Complete the following:
1) In the skin-care advice text below, what percentage of 35-year-old women are said to have adult acne?
2) Carry on the skin-care advice text below from its last sentence, in the same style.

Passage:

Wear sunscreen (at least SPF 30) every day—and don’t skip the eye area. “The single most important thing you can do for your skin is to defend it against UV rays,” says New York dermatologist Amy Wechsler. “The SPF in your makeup isn’t enough.”
Never sunbathe or use a tanning bed. If you want to look tan, a spray tan or self-tanner is the only answer.
Use a retinoid at night. Prescription-only retinoic-acid treatments (like Retin-A, Tazorac or Renova) fight wrinkles, unclog pores, clear acne, smooth skin, even out skin tone and fend off some skin cancers. (If your skin is too sensitive for prescription retinoids, the next strongest thing is over-the-counter retinol.)
Don’t pick at your skin. Permanent scars are totally not worth it.
Wechsler notes that 54 percent of 35-year-old women have adult acne. Brandt agrees: “The biggest complaint is pimples and wrinkles at the same time.”
Retinoids treat both acne and wrinkles, as can salicylic acid. If these don’t work for the acne, dermatologists have more powerful solutions, from bacteria-zapping laser treatments, oral antibiotics, birth control pills and prescription androgen blockers to (for persistent cystic acne) Accutane.
Manage stress. “Chronic anxiety speeds up aging—I wrote a whole book about it,” says Wechsler, who holds degrees in both psychiatry and dermatology. “It can cause wrinkles, pimples, dryness, redness and irritation.”

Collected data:
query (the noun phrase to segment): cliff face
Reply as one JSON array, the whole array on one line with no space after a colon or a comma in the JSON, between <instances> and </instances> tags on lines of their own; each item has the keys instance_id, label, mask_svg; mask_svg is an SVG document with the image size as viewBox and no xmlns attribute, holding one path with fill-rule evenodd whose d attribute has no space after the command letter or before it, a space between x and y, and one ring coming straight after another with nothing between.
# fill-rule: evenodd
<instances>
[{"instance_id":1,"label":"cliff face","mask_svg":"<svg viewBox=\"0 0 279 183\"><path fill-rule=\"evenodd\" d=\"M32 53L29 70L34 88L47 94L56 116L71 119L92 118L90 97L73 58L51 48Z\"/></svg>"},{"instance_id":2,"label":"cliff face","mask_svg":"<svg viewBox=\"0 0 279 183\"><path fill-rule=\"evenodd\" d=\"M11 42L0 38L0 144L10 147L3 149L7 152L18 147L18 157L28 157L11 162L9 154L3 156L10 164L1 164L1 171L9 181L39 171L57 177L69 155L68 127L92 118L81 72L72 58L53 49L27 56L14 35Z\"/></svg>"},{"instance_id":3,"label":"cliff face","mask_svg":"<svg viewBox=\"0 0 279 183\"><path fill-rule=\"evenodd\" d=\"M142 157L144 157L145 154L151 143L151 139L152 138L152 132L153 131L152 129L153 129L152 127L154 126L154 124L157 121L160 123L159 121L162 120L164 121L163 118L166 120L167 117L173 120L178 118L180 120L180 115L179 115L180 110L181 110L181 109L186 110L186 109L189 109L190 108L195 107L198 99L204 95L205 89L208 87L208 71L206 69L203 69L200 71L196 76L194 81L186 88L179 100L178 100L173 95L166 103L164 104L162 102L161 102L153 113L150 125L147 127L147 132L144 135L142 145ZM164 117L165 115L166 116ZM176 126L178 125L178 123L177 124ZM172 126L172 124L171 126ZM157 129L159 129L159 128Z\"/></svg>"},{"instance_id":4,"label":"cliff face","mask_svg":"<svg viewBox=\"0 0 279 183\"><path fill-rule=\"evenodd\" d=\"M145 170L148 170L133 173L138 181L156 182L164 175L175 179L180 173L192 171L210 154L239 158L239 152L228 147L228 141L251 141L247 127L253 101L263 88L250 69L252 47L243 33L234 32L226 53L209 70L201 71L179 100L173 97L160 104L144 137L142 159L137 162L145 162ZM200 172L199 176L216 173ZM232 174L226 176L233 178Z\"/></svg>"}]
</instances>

Answers for the tasks:
1) 54 percent

2)
Fillers are also sometimes useful in the 30s. “Some women start to see nasolabial folds and a bit of sagging in their mid-30s,” says Brandt. “Some subtle Restylane in the cheek can lift that right up—people are always amazed at the result.”
This is when your past sun damage comes back to haunt you—in the form of wrinkling, redness, uneven skin tone and brown spots. You might see some volume loss in your face, too.
Add a peptide cream to your routine. Peptides generally don’t cause irritation, so they’re easy to incorporate morning or evening, and they treat practically every sign of aging.
Lasers (like Clear and Brilliant, Fraxel and IPL) can supercharge your at-home efforts, brightening skin and obliterating lines, broken capillaries and hyperpigmentation.
As oil production drops off, your skin’s protective barrier starts to weaken, making it less able to hold moisture, so build hydration into every step of your routine.
Switch to a creamy cleanser, and use face oils, hydrating serums and lotions or balms that sink right in. Together, they’ll strengthen the lipid barrier so your skin feels smoother and calmer.